▶ [Text under study]:

---+---

Consider these ways to spend your refund check.

Almost 90% of Americans are expected to receive a tax refund this year at an average of $3,036, up 10% from last year! That’s a lot of money in your pocket. While it’s tempting to treat yourself to a vacation or shopping spree, consider using your refund check for your long-term benefit. Here are six suggestions on how to put that money to good use:

Pay Down Your Credit Card Debt. Lenders are increasing fees and interest rates, making credit card debt more expensive than ever. If you have large credit card debts, the bulk of your refund should go toward paying it down.

Add Money to Your Emergency Fund. Everyone should have a liquid savings account for emergencies. You should have liquid funds to cover four to six months of expenses, and even more if you are worried about unemployment.

Pay Down Other Debt. Look to paying down your auto loans, home mortgage and home equity debt. It is always nice to head into retirement without worrying about debt payments.

---+---

▶ [Actions to take]:
a) List the headings of the refund suggestions that the tax refund article gives.
b) Carry on the tax refund article from its final sentence.
The data that come next have no connection to the tax refund article.

▶ [Information shown]:
---+---

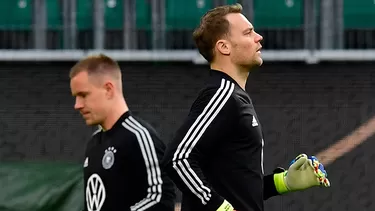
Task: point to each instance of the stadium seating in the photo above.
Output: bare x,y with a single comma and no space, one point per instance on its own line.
280,22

---+---

▶ [Outputs by task]:
a)
Pay Down Your Credit Card Debt
Add Money to Your Emergency Fund
Pay Down Other Debt

b)
Save for Retirement. If you are out of debt and already have a substantial emergency fund, you may want to put the money in your retirement fund(s). For options on retirement accounts give us a call.

Buy Something You Need. If you are saving for a new house, a new car, or to replace a broken appliance, spending the money on a planned and necessary purchase is a good choice.

Splurge! … but just a little. While spending all of your refund on a trip or a big-ticket item is not usually a good idea, give yourself permission to spend part of your refund on something fun. But limit the amount (10% of your refund or less is generally a good guideline). That way you’ll feel better about spending the rest of it wisely and not feel like you are depriving yourself.